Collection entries

※ ※ ※

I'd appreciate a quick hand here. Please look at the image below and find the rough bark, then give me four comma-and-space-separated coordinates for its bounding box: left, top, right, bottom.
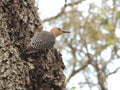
0, 0, 65, 90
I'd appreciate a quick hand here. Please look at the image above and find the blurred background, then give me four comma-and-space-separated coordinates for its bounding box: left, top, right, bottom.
36, 0, 120, 90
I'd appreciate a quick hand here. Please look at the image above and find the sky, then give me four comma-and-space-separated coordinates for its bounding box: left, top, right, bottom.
36, 0, 120, 90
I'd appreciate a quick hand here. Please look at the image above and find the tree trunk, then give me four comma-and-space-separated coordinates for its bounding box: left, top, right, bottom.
0, 0, 65, 90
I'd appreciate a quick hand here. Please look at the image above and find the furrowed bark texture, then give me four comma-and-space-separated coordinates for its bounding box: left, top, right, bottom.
0, 0, 65, 90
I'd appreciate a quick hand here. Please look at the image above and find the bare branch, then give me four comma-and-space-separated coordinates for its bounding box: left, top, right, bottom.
107, 67, 120, 77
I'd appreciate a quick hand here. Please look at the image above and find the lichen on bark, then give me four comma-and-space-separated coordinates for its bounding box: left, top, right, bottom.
0, 0, 65, 90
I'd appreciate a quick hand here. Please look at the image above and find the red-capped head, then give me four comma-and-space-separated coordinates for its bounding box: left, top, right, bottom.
50, 27, 70, 37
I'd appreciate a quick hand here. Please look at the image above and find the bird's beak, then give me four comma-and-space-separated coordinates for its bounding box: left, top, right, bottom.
62, 30, 70, 33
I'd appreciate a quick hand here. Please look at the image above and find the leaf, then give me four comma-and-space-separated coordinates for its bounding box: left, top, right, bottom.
116, 12, 120, 19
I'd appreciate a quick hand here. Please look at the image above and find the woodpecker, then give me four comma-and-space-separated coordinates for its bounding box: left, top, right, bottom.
30, 27, 70, 50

※ ※ ※

WHAT IS ASKED |
Copy every one of the records above word for word, but leave out the picture.

SOLUTION |
I'd appreciate a quick hand here. Please look at the image below and find the rough bark, then give me four comma-and-space-separated coordinates for its bounding box: left, top, right, bottom.
0, 0, 65, 90
I'd appreciate a quick hand here. Please look at the image above and find the blurred background, then give me four comma-and-space-separated coordinates for its bounding box: left, top, right, bottom.
36, 0, 120, 90
I'd appreciate a quick hand here. Please look at the image above and find the sky, then give me four comma-and-space-separated coordinates for its bounding box: left, top, right, bottom.
36, 0, 120, 90
I'd appreciate a quick hand here. Please look at the image above and find the tree trunk, then give me four comma-and-space-separated coordinates for its bounding box: left, top, right, bottom.
0, 0, 65, 90
I'd appreciate a quick hand here. Please look at the image above and find the furrowed bark texture, then give me four comma-and-space-separated coordinates for its bounding box: left, top, right, bottom.
0, 0, 65, 90
I'd appreciate a quick hand here. Please look at the image above and find the bare branch, then give me four comma-and-space-separated coordinates for its bounding box: left, top, right, bottom.
107, 67, 120, 77
I'd appreciate a quick hand here. Please look at the image above and find the lichen on bark, then give me four comma-and-space-separated coordinates for its bounding box: left, top, right, bottom.
0, 0, 65, 90
I'd appreciate a quick hand here. Please look at the image above and find the red-capped head, then give me four comma-and-space-separated coordinates for its bounding box: left, top, right, bottom.
50, 27, 70, 37
I'd appreciate a quick hand here. Please look at the image above and find the bird's beak, then give me four comma-and-space-separated coordinates for its bounding box: left, top, right, bottom.
62, 30, 70, 33
I'd appreciate a quick hand here. Please look at the image above and find the leaf, then give me four comma-and-space-separated coordinates for its bounding box: left, top, right, bottom.
116, 12, 120, 19
I'd appreciate a quick hand here. Please look at the image above and find the woodpecker, then give me four comma-and-space-separated coordinates for its bounding box: left, top, right, bottom.
30, 27, 70, 50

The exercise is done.